> [PARTS OF THE EXERCISE]:
(A) The water-safety text says to leave a canyon at the first sign of rain clouds, even if the forecast is clear. In one to three sentences, explain why it gives this advice.
(B) Pick up the water-safety text after its final bullet and write the next part.

Of all of the drownings that occur each year, nearly half of them (47.2%) are in natural water.  And, as for fatalities in National Parks, over 20% of them were from swimming or boating activities.

In addition to taking caution while intentionally swimming in water, you need to be vigilant about the risk of flash flooding in canyons or ravines. Even a slight rain can cause massive flash floods in canyons, sweeping away whoever happens to be hiking there at the time.  That’s what happened to four Boy Scouts on a camping trip.  One of them died.

How to Avoid It:

  • Wear life jackets whenever boating.
  • Set clear boundaries for children in the water.
  • Never swim alone in deep water.
  • Don’t jump or dive into water without checking the depth first.
  • Be aware of currents in rivers. Scout out potential downstream hazards (such as waterfalls or jagged rocks) before you get in.
  • Never swim drunk or intoxicated.
  • Don’t go hiking in a canyon when it could rain. At the first sign of rain clouds (regardless of the forecast), get the heck out of the canyon!

> [EXTRACTED INFORMATION]:
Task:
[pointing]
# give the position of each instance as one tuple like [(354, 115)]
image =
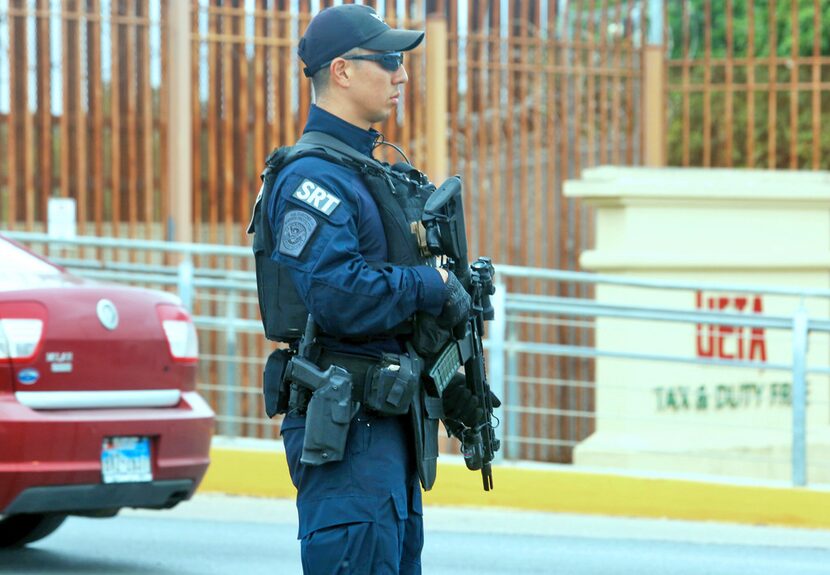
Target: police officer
[(361, 514)]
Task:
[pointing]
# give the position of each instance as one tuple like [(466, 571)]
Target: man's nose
[(400, 76)]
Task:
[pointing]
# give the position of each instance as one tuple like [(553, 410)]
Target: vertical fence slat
[(167, 231), (146, 114), (227, 124), (794, 69), (96, 105), (65, 165), (212, 136), (816, 92), (729, 118), (707, 87), (44, 107), (116, 184), (686, 87), (750, 86), (196, 123), (81, 121), (772, 82), (132, 174), (13, 142)]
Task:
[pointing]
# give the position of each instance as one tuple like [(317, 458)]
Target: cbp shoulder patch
[(297, 229), (316, 197)]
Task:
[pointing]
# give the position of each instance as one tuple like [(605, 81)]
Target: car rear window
[(19, 268)]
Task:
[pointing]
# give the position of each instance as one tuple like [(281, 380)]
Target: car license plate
[(126, 460)]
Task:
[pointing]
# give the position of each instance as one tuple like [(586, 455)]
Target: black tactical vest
[(400, 192)]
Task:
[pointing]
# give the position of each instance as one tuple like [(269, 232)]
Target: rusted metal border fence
[(86, 115), (537, 91), (748, 83)]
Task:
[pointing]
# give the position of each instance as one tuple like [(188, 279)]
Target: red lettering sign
[(730, 341)]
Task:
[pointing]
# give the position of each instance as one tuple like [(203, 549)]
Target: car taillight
[(180, 333), (22, 325)]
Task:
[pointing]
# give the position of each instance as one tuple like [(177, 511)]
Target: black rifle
[(445, 236)]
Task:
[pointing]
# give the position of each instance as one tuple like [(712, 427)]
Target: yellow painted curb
[(265, 474)]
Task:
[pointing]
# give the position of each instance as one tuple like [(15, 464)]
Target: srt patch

> [PER-TASK ANSWERS]:
(A) Even slight rain can cause massive flash floods in canyons, and these floods can sweep away anyone hiking there at the time. Waiting for the forecast to confirm rain could leave a hiker caught in such a flood.

(B)
#5: Getting Lost

mountain search and rescue

People underestimate how easy it is to get lost in the woods.  If you just step off the trail for a minute, it can be hard to find your way back.

A lot of people also end up getting lost because they rely too much on their GPS, which can be inaccurate or unreliable.

According to Search and Rescue statistics, day hikers are the most at-risk. Unlike backpackers who have gear with them, day hikers often set out without much or any gear.  When they get lost, this leaves them susceptible to the elements.  They can quickly dehydrate or become hypothermic.

How to avoid it:

  • Never stray off the trail.
  • Bring a paper map and compass with you, and know how to use them.
  • Be cautious at trail junctions. What seems like a trail might be a dried up stream or other natural path.
  • Don’t count on your cell phone to work. Bring an emergency communication device with you.
  • Always bring basic survival gear with you, even on short hikes. Here’s a list of what to bring hiking.
  • Don’t let children go ahead of you, out of sight on the trail. Talk to them about what to do if lost in the woods.


#6: Wildlife Attacks

bear searching for food in a tent

This is what most people are scared about when they go camping.  But, honestly, the chances of being mauled by a bear, attacked by a cougar, bitten by a venomous snake, or any other wild animal are pretty low.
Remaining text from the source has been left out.